### WORK TO DO
Copy out, word for word, the stretch from the start of the entries through the line containing "(1060, 678)". Leave the pictures out of your copy.

━━ RECORDED INFORMATION

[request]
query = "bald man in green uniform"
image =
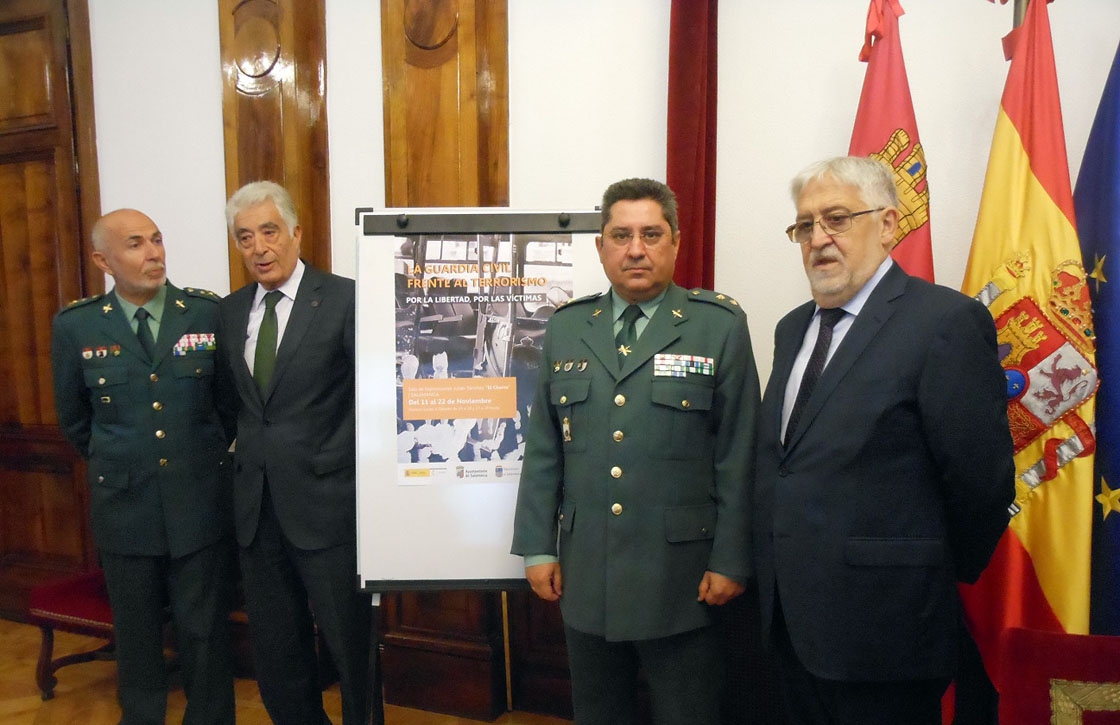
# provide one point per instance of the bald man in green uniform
(633, 503)
(134, 390)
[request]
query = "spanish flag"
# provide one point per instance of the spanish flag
(1025, 265)
(886, 129)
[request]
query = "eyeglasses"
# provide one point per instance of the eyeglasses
(837, 222)
(650, 236)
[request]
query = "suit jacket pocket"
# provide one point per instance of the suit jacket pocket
(326, 462)
(109, 475)
(895, 551)
(680, 418)
(690, 523)
(568, 397)
(108, 392)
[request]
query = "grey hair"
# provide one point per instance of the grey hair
(258, 193)
(874, 178)
(636, 189)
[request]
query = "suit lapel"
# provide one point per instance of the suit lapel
(785, 351)
(600, 335)
(240, 304)
(175, 322)
(660, 332)
(308, 299)
(117, 326)
(878, 309)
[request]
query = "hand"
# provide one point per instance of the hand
(717, 589)
(546, 581)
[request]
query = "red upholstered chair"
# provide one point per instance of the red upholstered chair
(77, 605)
(1060, 678)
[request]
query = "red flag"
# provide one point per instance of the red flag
(1025, 265)
(887, 130)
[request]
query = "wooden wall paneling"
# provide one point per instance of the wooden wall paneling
(446, 121)
(274, 111)
(45, 95)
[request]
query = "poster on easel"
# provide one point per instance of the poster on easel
(451, 312)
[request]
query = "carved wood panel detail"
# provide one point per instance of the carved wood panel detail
(274, 111)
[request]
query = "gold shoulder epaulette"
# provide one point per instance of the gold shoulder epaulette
(205, 294)
(715, 298)
(578, 300)
(81, 303)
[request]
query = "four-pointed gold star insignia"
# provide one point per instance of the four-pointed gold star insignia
(1109, 500)
(1098, 272)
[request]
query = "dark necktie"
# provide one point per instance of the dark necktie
(143, 332)
(815, 366)
(627, 336)
(264, 359)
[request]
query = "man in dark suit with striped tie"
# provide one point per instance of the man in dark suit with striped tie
(291, 361)
(885, 467)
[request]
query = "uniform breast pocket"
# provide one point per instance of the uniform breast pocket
(681, 418)
(194, 375)
(569, 399)
(109, 392)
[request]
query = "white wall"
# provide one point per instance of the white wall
(587, 107)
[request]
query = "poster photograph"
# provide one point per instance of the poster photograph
(470, 312)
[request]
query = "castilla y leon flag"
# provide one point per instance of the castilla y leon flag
(886, 129)
(1025, 266)
(1097, 198)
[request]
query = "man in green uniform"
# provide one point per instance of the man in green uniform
(632, 509)
(134, 390)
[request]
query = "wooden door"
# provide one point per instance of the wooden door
(46, 150)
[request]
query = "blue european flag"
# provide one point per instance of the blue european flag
(1097, 200)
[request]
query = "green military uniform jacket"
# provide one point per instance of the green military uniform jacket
(148, 428)
(641, 471)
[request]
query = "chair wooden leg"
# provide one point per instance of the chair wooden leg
(44, 675)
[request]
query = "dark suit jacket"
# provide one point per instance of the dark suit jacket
(895, 485)
(673, 453)
(300, 434)
(147, 427)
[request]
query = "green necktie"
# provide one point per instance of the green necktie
(627, 336)
(143, 332)
(264, 359)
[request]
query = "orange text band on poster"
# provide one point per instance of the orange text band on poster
(459, 398)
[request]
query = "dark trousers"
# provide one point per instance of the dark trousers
(808, 699)
(279, 581)
(684, 672)
(197, 586)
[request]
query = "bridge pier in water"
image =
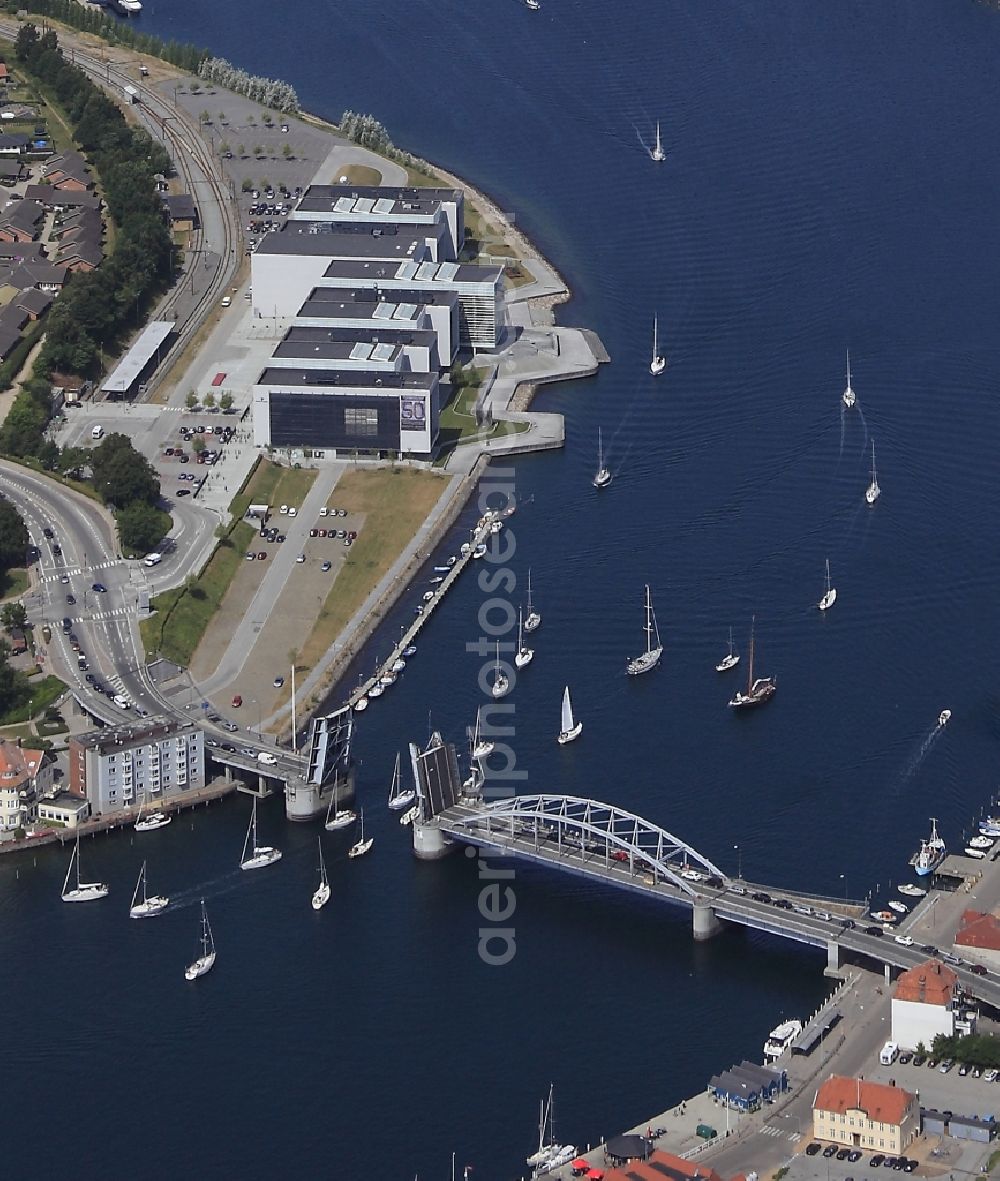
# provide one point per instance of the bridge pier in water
(705, 922)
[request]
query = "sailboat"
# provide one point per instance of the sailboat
(603, 476)
(533, 620)
(361, 846)
(658, 363)
(148, 906)
(849, 395)
(206, 961)
(501, 686)
(481, 746)
(731, 659)
(874, 490)
(321, 895)
(83, 892)
(830, 595)
(757, 691)
(523, 656)
(151, 820)
(335, 817)
(570, 728)
(256, 856)
(651, 657)
(658, 152)
(398, 797)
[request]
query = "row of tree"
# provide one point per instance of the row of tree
(90, 19)
(267, 91)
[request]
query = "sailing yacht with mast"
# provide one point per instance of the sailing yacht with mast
(603, 476)
(501, 685)
(533, 620)
(849, 396)
(757, 691)
(658, 152)
(830, 594)
(256, 856)
(731, 659)
(524, 656)
(874, 490)
(206, 961)
(321, 895)
(337, 817)
(651, 657)
(570, 728)
(361, 846)
(83, 892)
(658, 363)
(149, 906)
(398, 797)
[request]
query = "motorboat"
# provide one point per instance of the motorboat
(206, 961)
(829, 594)
(930, 853)
(321, 895)
(731, 659)
(657, 363)
(758, 691)
(256, 856)
(83, 892)
(398, 796)
(648, 660)
(603, 476)
(849, 396)
(874, 490)
(570, 729)
(148, 906)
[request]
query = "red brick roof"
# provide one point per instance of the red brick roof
(929, 984)
(881, 1103)
(979, 931)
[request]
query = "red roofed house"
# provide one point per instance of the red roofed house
(925, 1002)
(858, 1114)
(662, 1167)
(979, 938)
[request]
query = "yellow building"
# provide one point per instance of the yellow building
(858, 1114)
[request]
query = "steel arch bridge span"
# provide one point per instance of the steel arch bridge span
(588, 827)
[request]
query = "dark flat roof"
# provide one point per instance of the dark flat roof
(275, 376)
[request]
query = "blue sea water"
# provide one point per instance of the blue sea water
(831, 181)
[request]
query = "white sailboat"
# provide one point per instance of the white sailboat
(151, 820)
(533, 620)
(874, 490)
(603, 476)
(481, 746)
(830, 594)
(570, 728)
(501, 685)
(651, 657)
(149, 906)
(398, 797)
(206, 961)
(850, 398)
(321, 895)
(658, 152)
(256, 856)
(361, 846)
(658, 363)
(731, 659)
(83, 892)
(524, 656)
(337, 817)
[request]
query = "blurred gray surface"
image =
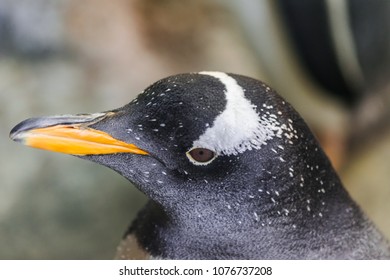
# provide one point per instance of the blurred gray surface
(98, 55)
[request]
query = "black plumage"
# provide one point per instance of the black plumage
(265, 191)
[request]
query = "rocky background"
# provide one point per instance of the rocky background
(68, 56)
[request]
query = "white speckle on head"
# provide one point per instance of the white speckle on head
(239, 127)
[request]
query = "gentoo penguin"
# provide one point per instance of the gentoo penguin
(231, 169)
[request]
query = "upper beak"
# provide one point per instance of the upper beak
(71, 134)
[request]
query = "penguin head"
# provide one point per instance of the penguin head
(200, 145)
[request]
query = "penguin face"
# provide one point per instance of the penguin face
(205, 139)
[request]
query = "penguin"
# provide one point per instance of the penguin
(230, 169)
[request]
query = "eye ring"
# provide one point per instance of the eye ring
(201, 156)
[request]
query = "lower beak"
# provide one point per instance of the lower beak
(71, 134)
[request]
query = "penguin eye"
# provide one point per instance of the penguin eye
(200, 156)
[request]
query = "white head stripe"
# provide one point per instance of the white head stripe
(238, 128)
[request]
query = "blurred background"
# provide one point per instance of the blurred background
(330, 59)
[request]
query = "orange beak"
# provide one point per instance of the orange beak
(71, 135)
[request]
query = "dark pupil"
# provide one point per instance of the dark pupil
(202, 155)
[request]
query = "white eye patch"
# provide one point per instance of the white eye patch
(239, 127)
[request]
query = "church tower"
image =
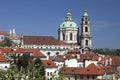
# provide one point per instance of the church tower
(85, 38)
(68, 30)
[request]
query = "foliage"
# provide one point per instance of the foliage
(106, 51)
(6, 43)
(22, 71)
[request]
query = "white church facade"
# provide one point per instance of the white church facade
(68, 38)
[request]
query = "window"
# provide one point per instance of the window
(48, 53)
(57, 53)
(47, 73)
(86, 42)
(86, 22)
(5, 66)
(63, 36)
(71, 36)
(86, 29)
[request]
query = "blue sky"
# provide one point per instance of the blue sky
(43, 17)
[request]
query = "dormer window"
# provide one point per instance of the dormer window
(86, 29)
(86, 22)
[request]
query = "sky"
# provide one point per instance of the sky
(43, 17)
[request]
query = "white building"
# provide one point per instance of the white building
(4, 65)
(68, 38)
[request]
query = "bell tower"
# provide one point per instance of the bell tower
(85, 38)
(68, 30)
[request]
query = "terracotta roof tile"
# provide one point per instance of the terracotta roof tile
(3, 33)
(37, 53)
(42, 40)
(71, 70)
(73, 52)
(2, 59)
(116, 61)
(92, 69)
(49, 63)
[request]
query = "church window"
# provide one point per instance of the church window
(71, 36)
(86, 42)
(86, 29)
(63, 36)
(48, 53)
(57, 53)
(86, 22)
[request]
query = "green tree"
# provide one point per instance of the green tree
(40, 69)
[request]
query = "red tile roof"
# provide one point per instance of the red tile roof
(41, 40)
(92, 69)
(116, 61)
(73, 52)
(49, 63)
(37, 53)
(2, 59)
(14, 37)
(3, 33)
(71, 70)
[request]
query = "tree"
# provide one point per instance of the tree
(40, 68)
(6, 43)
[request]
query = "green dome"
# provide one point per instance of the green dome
(68, 24)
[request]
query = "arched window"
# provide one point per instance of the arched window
(71, 36)
(63, 36)
(48, 53)
(57, 53)
(86, 42)
(86, 29)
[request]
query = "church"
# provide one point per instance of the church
(69, 38)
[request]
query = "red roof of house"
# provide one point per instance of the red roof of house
(14, 37)
(37, 53)
(116, 61)
(41, 40)
(3, 33)
(2, 59)
(73, 52)
(92, 69)
(49, 64)
(71, 70)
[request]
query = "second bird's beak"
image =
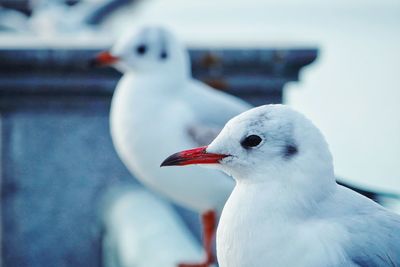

━━━━

### ANSWER TO THIS EXERCISE
[request]
query = "bald man in green uniform"
image =
# provide one point per instance of the bald man in green uniform
(633, 503)
(134, 390)
[request]
query = "spanish flag"
# provide one point per instance of the spanish flag
(1025, 265)
(886, 129)
[request]
query = "eyeglasses"
# provide one point per instance of the eyeglasses
(837, 222)
(650, 236)
[request]
query = "suit jacket pocket"
# provide one point per instance of the suit jacket pocket
(326, 462)
(109, 475)
(895, 551)
(680, 418)
(690, 523)
(568, 397)
(108, 392)
[request]
query = "grey hair"
# provide one point per instance of the grey hair
(258, 193)
(874, 178)
(636, 189)
[request]
query = "suit lapel"
# provide one point per instance of the suit lapel
(785, 351)
(600, 335)
(240, 304)
(175, 322)
(660, 332)
(308, 299)
(117, 326)
(878, 309)
[request]
query = "hand"
# provide one point per instance of the hand
(717, 589)
(546, 581)
[request]
query = "red upholstered chair"
# provide one point per instance of the red upholstered chair
(77, 605)
(1060, 678)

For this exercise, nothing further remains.